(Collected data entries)
* begin *

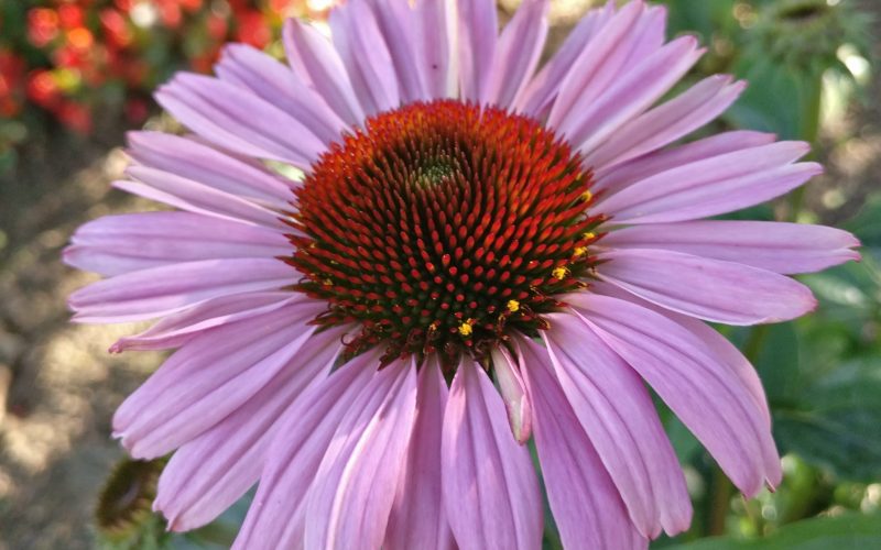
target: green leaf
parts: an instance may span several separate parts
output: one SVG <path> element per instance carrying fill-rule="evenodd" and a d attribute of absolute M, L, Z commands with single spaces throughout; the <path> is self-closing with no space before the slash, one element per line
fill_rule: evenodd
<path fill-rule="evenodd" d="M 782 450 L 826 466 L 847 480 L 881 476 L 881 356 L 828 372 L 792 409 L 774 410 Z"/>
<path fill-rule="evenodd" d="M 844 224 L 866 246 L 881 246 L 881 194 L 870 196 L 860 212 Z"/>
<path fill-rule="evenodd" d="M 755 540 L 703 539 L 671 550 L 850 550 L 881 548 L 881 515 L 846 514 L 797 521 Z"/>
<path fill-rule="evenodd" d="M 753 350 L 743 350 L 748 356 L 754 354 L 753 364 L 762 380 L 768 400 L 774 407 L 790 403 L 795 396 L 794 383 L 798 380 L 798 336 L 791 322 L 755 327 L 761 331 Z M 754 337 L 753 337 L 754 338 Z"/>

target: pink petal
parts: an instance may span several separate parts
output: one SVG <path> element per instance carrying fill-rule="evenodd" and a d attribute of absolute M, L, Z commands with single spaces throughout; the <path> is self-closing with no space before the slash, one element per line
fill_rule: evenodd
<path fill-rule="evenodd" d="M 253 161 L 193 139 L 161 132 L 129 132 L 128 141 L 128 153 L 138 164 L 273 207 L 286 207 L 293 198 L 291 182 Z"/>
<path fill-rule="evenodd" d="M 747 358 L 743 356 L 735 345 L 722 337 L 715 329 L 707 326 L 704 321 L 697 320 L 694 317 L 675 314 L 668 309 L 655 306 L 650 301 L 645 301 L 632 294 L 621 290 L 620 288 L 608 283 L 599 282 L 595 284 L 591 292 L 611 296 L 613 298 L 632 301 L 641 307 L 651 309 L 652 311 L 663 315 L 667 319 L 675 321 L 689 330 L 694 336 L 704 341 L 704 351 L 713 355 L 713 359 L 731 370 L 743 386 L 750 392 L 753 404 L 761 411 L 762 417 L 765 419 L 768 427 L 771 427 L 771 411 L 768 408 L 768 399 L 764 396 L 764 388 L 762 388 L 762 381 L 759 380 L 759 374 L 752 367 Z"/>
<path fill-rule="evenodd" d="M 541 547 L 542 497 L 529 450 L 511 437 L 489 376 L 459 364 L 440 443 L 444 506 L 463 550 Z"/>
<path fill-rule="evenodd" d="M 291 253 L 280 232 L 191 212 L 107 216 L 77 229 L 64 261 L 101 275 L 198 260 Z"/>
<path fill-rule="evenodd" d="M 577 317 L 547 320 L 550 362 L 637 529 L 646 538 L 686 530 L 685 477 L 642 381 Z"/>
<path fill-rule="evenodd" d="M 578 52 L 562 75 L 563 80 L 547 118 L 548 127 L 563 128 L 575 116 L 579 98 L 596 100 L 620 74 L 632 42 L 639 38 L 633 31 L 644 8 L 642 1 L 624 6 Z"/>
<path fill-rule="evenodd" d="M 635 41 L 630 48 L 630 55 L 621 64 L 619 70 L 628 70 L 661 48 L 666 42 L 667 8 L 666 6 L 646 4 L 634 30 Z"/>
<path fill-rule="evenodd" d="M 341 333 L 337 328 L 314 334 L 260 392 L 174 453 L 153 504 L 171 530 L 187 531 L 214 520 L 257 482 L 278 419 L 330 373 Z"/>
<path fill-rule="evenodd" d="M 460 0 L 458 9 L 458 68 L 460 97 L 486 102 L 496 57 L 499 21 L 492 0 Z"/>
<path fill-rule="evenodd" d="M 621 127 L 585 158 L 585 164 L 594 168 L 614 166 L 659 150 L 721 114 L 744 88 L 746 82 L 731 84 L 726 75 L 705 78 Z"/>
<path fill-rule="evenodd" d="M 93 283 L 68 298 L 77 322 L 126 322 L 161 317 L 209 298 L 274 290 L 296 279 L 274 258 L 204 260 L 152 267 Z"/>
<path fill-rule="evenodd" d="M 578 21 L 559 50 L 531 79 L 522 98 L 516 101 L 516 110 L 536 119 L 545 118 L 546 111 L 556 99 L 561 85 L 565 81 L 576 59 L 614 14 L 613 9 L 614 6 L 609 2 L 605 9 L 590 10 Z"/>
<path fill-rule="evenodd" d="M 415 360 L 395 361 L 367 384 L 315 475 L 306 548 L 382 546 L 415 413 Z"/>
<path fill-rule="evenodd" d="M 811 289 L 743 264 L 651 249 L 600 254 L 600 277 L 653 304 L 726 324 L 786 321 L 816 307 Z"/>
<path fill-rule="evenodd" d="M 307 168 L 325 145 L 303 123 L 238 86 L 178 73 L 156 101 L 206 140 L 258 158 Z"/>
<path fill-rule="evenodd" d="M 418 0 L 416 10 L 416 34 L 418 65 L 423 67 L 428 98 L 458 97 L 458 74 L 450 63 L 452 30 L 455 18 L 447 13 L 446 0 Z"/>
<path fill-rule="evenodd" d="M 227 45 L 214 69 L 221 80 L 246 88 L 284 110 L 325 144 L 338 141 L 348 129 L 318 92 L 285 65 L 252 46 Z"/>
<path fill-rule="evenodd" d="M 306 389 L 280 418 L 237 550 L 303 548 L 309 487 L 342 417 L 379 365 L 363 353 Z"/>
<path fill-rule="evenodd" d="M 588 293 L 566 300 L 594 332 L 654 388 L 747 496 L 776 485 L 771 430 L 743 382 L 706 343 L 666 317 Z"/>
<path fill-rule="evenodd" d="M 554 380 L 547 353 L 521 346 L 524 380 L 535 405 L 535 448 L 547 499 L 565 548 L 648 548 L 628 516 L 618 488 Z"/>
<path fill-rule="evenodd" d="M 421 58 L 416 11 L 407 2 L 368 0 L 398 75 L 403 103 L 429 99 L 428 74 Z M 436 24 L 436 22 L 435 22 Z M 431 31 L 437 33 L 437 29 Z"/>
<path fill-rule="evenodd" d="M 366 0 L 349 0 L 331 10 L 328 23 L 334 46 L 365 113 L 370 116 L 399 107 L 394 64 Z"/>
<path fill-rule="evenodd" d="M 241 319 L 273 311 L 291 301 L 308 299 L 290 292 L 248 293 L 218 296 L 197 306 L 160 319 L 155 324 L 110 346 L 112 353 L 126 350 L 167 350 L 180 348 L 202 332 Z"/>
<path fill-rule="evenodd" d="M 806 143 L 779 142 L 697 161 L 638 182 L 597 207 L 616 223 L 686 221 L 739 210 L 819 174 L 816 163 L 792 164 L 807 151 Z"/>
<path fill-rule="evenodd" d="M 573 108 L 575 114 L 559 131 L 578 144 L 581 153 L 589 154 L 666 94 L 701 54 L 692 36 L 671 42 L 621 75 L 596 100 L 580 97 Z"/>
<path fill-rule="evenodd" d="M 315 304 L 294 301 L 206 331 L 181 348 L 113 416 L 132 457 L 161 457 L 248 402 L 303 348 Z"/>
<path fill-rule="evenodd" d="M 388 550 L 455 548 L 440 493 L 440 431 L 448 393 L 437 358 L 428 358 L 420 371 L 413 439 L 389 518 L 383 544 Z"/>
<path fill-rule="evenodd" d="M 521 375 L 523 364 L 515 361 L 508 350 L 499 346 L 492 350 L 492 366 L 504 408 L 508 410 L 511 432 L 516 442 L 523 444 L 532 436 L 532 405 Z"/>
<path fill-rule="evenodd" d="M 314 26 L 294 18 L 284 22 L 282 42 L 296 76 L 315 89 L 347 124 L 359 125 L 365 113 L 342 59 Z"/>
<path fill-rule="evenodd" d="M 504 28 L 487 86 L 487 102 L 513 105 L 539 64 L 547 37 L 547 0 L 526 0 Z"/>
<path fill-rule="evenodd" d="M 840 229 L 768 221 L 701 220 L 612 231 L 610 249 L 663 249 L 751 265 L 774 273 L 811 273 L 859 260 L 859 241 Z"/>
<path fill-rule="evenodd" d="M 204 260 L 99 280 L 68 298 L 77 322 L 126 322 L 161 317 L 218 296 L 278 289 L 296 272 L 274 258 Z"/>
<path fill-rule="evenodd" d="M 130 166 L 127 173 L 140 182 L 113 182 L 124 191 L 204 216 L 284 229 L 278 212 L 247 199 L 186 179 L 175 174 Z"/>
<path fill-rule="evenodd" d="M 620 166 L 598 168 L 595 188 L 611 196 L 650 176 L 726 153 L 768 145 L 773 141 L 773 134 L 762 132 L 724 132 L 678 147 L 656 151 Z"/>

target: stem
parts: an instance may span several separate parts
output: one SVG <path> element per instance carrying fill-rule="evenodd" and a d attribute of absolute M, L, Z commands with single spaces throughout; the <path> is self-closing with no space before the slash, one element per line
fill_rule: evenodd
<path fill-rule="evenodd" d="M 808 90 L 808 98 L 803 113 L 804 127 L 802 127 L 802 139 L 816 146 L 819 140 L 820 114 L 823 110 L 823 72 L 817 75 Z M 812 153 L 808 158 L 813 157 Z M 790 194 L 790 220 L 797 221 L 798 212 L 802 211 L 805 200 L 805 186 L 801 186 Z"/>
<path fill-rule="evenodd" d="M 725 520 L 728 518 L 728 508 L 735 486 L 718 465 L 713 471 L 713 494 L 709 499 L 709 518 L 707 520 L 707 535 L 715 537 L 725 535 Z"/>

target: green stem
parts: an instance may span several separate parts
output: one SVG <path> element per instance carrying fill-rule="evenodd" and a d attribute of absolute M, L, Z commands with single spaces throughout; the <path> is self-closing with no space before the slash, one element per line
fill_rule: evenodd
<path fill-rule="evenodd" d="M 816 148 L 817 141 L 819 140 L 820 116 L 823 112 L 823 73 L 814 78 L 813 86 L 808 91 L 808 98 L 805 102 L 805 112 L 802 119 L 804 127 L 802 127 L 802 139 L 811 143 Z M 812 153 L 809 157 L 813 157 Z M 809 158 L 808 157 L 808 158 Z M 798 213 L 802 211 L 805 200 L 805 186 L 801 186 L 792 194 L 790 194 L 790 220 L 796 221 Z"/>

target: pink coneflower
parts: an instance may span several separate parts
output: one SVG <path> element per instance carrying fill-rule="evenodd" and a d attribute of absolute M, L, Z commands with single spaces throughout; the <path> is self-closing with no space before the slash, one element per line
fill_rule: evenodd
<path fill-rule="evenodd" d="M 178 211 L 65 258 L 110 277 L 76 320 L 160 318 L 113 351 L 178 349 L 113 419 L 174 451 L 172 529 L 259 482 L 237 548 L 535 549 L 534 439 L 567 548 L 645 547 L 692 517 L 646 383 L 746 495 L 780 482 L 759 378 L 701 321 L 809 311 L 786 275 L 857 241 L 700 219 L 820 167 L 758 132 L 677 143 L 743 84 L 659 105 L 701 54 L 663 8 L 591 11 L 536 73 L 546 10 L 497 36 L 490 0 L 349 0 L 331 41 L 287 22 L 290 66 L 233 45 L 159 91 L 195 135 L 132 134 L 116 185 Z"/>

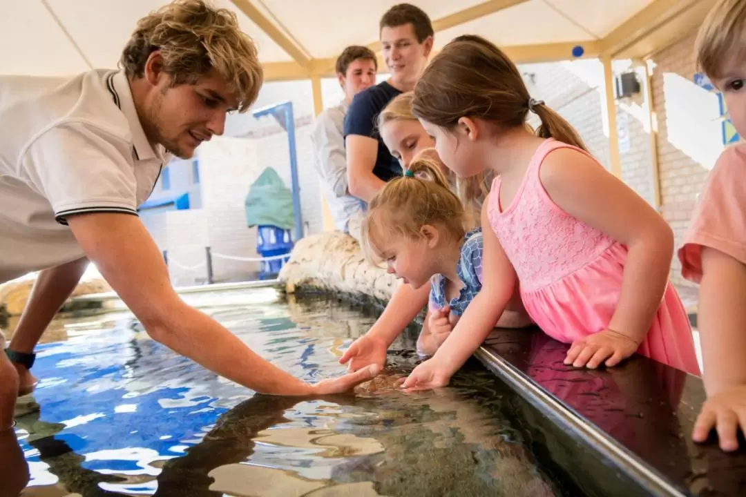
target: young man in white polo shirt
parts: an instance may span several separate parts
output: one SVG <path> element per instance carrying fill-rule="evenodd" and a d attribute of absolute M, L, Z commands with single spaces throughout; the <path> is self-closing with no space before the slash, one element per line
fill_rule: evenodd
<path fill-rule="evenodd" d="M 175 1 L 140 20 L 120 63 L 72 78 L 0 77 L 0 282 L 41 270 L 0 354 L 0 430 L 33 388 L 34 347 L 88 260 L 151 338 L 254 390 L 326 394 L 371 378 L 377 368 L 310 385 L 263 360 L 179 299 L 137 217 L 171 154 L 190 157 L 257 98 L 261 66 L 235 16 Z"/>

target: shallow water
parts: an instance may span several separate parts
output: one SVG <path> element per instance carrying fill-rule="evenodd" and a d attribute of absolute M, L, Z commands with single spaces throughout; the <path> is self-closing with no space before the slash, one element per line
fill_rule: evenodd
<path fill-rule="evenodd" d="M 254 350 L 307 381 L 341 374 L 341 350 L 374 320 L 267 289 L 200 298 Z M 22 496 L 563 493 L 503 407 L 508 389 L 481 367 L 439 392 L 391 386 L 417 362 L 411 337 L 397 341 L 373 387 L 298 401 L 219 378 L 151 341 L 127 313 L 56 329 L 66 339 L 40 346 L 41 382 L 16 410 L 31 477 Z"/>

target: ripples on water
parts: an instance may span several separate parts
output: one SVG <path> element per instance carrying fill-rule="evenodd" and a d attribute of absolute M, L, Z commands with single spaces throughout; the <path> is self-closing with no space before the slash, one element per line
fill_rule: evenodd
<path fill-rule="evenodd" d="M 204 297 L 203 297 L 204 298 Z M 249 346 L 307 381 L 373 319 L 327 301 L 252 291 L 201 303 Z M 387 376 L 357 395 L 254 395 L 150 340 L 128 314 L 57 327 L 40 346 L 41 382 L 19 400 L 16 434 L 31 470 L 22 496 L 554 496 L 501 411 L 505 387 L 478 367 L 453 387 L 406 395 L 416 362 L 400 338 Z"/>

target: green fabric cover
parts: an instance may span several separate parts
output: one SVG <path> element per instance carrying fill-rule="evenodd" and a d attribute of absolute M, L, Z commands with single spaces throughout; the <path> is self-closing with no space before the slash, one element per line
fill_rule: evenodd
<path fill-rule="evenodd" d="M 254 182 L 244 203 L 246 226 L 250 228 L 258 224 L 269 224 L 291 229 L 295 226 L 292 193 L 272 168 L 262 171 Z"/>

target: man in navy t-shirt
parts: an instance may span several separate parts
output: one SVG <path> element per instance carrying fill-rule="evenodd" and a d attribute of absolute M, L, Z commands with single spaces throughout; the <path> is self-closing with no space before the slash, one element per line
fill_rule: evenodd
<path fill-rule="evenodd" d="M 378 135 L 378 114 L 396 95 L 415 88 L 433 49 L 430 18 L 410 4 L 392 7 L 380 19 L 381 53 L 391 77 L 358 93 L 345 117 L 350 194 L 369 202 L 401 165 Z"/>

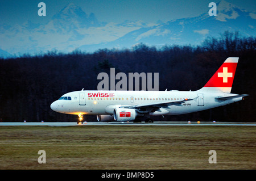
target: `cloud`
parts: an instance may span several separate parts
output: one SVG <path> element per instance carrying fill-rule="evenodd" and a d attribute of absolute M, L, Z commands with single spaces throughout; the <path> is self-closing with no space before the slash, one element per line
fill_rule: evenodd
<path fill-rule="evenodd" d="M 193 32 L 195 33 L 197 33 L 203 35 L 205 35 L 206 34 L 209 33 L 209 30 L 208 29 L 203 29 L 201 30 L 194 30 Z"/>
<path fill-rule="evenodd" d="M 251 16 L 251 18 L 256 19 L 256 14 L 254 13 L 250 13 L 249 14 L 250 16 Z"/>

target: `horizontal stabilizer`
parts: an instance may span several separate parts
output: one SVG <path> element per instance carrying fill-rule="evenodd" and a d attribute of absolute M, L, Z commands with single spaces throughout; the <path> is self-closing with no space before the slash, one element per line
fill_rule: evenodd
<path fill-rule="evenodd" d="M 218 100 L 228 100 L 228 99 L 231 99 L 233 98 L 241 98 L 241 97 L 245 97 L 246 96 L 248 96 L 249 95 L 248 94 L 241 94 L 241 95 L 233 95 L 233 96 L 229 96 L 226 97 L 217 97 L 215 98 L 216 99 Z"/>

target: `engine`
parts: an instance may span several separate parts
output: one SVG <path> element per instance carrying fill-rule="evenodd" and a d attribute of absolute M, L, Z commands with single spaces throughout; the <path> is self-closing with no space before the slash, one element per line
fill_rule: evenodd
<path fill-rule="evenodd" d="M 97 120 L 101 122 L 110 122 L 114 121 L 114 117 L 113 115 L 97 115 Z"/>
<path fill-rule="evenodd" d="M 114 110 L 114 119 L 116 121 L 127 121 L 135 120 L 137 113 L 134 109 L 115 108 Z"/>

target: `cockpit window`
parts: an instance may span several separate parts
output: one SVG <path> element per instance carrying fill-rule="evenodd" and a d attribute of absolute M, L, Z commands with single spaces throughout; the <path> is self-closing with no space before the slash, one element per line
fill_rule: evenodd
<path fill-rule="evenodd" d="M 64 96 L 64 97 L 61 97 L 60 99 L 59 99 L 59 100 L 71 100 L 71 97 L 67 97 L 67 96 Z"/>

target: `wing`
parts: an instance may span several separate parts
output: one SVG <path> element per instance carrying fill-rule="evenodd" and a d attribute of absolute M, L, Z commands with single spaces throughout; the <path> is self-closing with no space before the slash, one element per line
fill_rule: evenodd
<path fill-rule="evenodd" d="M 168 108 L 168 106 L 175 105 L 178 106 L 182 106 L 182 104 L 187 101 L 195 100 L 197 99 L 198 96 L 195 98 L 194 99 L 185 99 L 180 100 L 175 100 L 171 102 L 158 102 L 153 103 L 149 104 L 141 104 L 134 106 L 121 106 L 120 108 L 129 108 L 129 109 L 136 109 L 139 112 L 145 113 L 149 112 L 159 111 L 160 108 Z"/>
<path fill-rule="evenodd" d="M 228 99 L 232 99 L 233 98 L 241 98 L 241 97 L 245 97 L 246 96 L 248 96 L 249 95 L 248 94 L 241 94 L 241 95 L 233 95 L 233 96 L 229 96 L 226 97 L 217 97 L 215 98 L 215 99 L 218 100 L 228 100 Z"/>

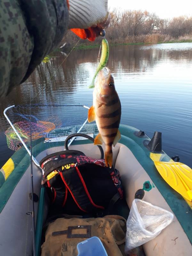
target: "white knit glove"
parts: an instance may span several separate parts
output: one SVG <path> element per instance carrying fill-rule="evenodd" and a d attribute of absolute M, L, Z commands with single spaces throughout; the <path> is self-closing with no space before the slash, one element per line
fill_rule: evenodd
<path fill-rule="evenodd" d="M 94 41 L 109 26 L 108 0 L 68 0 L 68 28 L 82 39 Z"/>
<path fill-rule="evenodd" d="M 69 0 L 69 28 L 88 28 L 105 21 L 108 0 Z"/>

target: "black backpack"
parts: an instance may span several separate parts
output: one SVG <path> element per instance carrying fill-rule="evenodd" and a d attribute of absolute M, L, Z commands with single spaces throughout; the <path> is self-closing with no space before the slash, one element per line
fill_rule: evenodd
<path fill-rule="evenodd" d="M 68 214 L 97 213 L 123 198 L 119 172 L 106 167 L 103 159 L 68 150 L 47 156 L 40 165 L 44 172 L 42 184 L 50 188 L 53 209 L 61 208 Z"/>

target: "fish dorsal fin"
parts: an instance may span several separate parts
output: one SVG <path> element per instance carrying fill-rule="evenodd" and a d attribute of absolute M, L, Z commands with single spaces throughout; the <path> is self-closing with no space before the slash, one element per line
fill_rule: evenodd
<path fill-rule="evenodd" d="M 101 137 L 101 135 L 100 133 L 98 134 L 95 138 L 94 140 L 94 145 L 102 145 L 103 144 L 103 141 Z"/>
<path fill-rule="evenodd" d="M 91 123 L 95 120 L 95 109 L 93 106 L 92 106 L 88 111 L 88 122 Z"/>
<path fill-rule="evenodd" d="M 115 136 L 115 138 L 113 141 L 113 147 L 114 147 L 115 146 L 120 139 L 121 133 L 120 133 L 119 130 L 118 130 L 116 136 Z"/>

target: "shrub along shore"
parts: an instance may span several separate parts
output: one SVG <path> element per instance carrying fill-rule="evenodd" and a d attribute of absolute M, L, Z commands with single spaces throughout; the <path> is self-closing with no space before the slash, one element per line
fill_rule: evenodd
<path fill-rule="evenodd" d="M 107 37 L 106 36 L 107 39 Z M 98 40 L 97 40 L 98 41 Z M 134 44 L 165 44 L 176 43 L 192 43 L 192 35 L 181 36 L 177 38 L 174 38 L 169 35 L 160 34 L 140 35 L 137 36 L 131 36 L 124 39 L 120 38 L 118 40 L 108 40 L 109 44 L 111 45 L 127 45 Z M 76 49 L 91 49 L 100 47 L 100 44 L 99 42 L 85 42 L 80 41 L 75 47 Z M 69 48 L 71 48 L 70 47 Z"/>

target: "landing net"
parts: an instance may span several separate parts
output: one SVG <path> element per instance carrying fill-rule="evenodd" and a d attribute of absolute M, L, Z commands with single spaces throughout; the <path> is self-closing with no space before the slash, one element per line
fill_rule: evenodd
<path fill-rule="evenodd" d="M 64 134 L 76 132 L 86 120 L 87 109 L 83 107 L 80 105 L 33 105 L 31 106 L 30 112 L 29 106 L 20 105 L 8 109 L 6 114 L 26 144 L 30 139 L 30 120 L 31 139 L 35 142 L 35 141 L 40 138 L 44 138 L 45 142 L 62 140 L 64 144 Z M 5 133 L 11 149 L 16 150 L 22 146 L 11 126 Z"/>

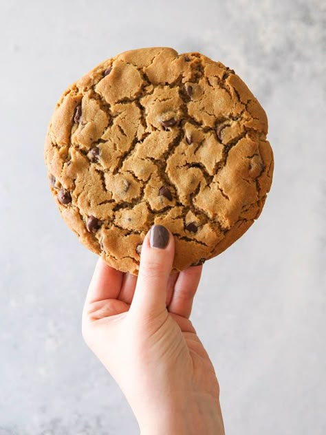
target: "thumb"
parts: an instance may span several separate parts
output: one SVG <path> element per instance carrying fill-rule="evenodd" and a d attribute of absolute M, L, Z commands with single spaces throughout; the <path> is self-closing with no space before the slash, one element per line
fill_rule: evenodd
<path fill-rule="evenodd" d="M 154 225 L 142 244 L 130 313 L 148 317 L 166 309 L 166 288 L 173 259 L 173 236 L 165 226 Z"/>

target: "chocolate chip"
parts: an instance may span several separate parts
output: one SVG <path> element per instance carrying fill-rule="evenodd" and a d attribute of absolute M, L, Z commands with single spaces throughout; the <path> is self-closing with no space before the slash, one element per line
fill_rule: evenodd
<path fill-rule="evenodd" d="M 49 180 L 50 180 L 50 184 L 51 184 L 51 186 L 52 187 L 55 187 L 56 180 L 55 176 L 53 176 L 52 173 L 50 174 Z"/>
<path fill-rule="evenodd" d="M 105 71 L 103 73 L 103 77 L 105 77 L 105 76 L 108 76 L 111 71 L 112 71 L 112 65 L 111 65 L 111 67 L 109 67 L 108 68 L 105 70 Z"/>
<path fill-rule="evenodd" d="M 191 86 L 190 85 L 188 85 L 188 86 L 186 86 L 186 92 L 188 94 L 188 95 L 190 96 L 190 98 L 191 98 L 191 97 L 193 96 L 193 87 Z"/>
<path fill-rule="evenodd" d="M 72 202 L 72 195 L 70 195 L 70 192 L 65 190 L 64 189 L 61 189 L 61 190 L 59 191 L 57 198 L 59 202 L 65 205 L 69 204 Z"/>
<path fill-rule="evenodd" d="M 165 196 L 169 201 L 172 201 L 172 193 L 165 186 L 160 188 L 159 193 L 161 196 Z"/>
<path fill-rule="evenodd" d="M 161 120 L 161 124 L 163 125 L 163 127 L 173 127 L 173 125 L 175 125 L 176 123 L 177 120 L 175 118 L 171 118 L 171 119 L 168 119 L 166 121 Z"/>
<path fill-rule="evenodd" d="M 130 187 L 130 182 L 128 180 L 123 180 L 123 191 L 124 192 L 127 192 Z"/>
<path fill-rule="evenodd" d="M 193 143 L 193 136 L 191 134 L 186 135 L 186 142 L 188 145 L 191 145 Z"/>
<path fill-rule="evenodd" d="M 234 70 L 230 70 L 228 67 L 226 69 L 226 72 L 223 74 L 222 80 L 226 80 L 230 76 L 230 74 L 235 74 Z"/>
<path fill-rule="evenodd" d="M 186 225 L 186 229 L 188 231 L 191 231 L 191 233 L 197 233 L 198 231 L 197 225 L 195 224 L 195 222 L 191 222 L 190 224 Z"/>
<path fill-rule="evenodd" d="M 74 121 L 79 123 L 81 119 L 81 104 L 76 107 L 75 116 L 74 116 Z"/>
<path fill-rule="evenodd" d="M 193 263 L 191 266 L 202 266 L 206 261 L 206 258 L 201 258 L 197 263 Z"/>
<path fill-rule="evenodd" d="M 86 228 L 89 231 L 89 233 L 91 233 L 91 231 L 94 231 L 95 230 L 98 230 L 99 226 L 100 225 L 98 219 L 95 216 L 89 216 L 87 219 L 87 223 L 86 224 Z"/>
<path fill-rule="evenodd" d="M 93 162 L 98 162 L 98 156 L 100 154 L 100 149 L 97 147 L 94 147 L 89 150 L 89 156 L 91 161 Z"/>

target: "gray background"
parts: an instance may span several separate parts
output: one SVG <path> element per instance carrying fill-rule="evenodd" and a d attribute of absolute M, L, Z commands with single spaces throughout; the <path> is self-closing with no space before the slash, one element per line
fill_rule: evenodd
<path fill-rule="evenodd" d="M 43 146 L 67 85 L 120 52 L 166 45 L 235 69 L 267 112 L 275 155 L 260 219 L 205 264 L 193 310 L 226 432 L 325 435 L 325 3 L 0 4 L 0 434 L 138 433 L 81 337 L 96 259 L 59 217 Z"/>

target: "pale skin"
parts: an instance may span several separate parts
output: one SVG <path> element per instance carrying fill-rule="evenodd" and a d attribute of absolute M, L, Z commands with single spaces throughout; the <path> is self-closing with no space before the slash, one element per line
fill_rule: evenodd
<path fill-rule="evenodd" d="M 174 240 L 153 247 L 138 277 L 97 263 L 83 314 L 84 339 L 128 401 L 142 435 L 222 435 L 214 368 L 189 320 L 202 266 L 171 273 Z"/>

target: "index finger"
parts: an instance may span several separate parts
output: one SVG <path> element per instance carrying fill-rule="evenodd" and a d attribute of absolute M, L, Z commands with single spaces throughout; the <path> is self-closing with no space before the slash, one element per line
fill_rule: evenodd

* end *

• [Job]
Write out the stretch of the listing from its start through the line containing "753 350 L 743", with both ends included. Leave the pictures out of your answer.

• [Full solution]
target: green leaf
parts: an instance may span several separate parts
output: one SVG <path> element per instance carrying fill-rule="evenodd" and a d attribute of absolute M, L, Z commands with single spaces throughout; the <path> is self-closing with no space before the slash, one element per line
fill_rule: evenodd
<path fill-rule="evenodd" d="M 782 450 L 826 466 L 847 480 L 881 476 L 881 356 L 828 372 L 792 409 L 774 410 Z"/>
<path fill-rule="evenodd" d="M 844 224 L 866 246 L 881 246 L 881 194 L 870 196 L 860 212 Z"/>
<path fill-rule="evenodd" d="M 755 540 L 703 539 L 671 550 L 850 550 L 881 548 L 881 515 L 846 514 L 797 521 Z"/>
<path fill-rule="evenodd" d="M 753 350 L 743 350 L 748 356 L 754 354 L 753 364 L 762 380 L 768 400 L 774 407 L 790 403 L 795 396 L 794 383 L 798 380 L 798 336 L 791 322 L 755 327 L 761 331 Z M 754 337 L 753 337 L 754 338 Z"/>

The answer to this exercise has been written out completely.